REQUIRED WORK:
Whatever the records say, give every one of them again exactly.

[Entries taken from a collection]
****

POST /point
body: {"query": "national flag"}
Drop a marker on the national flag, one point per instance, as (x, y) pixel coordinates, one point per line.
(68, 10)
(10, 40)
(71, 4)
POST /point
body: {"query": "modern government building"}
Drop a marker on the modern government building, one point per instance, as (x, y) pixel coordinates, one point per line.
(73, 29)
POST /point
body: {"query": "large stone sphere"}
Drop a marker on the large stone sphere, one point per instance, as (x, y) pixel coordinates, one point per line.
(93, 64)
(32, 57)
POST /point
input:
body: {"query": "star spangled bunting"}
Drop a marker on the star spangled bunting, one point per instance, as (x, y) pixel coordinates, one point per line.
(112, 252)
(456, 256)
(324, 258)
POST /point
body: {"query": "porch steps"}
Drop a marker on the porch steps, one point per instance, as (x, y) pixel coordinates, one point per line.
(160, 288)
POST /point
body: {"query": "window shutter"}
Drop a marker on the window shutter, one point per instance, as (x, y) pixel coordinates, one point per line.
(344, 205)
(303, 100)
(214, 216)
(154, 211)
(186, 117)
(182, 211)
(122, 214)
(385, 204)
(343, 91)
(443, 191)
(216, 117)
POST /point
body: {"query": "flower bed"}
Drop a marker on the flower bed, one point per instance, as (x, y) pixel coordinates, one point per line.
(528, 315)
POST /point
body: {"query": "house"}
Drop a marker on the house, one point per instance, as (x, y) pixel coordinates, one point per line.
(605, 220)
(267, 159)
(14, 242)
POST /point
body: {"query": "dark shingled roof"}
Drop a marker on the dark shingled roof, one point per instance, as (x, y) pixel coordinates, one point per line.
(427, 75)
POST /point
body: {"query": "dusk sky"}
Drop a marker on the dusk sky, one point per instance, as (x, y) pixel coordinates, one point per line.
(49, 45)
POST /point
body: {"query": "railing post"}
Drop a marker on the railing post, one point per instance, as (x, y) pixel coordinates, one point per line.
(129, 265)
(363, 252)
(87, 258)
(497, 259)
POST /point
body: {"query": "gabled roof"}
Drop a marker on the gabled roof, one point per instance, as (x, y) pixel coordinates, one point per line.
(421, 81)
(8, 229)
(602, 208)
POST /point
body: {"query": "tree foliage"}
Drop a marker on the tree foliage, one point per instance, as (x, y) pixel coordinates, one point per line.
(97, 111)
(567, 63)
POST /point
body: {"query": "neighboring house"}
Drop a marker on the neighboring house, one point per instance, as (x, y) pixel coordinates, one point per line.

****

YOUR RESPONSE:
POST /point
body: {"query": "national flag"}
Drop a marker on the national flag, one point per instance, as (x, y) pixel coordinates, one point per line.
(68, 10)
(10, 40)
(71, 4)
POST /point
body: {"query": "modern government building"}
Drop a marker on the modern government building, one point per instance, as (x, y) pixel coordinates, one point per line.
(73, 29)
POST /point
body: {"query": "large stone sphere"}
Drop a marker on the large stone sphere, one point per instance, as (x, y) pixel coordinates, one point per line.
(93, 64)
(32, 57)
POST /point
input:
body: {"query": "star spangled bunting"}
Drop a marker on the star spangled bunting, one point per instance, as (x, y) pixel coordinates, one point per line.
(112, 252)
(456, 256)
(324, 258)
POST /point
body: {"query": "porch steps"}
Drop a marker on the porch steps, one point per instance, as (x, y) pixel coordinates, one point per line.
(160, 288)
POST /point
body: {"query": "window shutter"}
Drop a marker on the window shutter, one point per instance, as (x, y) pixel coordinates, one point per line.
(344, 205)
(303, 100)
(214, 216)
(154, 211)
(186, 117)
(182, 211)
(122, 214)
(385, 204)
(343, 91)
(443, 191)
(216, 117)
POST /point
body: {"query": "flower bed"}
Drop a marker on the flower bed, one point per instance, as (x, y) pixel coordinates, one point per line.
(528, 315)
POST /point
body: {"query": "house"}
Drop a marker on the house, one point per instance, as (x, y) pixel coordinates, one point per line.
(605, 220)
(267, 159)
(14, 242)
POST /point
body: {"query": "dark shingled roof"}
Drop a marker on the dark shingled roof, one point per instance, as (x, y) pixel coordinates, one point per line.
(427, 75)
POST /point
body: {"query": "dusk sky"}
Drop a marker on the dusk sky, one point per instance, as (x, y) pixel coordinates, one point per line.
(49, 45)
POST /point
body: {"query": "railing post"}
Drop a marker on the railing post, one point per instance, as (x, y) pixel coordinates, one point per line.
(129, 265)
(363, 252)
(87, 258)
(497, 259)
POST /point
body: {"query": "gabled roof"}
Drop a marker on the gabled roof, one point per instance, as (x, y) pixel coordinates, one point per line.
(421, 81)
(8, 229)
(602, 208)
POST /point
body: {"query": "tree foliage"}
Drop a marker on the tree foliage, one point per instance, as (x, y) pixel coordinates, one point per line.
(97, 111)
(567, 63)
POST /point
body: {"query": "neighboring house"}
Drop a marker on the neighboring house, one point per instance, as (x, y) pixel coordinates, one point per line.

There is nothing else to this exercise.